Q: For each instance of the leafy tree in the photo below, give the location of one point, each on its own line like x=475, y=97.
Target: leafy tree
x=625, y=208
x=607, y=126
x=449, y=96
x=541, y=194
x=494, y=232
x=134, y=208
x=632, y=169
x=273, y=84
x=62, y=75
▬▬▬▬▬▬
◆ REQUIRED WORK: Every line above needs to be repeated exactly as shown.

◆ COMPLETED EXERCISE:
Q: For each instance of the leafy tree in the photo below, give the location of one point, each on its own line like x=475, y=97.
Target: leafy tree
x=625, y=208
x=607, y=126
x=449, y=96
x=541, y=194
x=494, y=232
x=134, y=208
x=632, y=169
x=273, y=84
x=62, y=75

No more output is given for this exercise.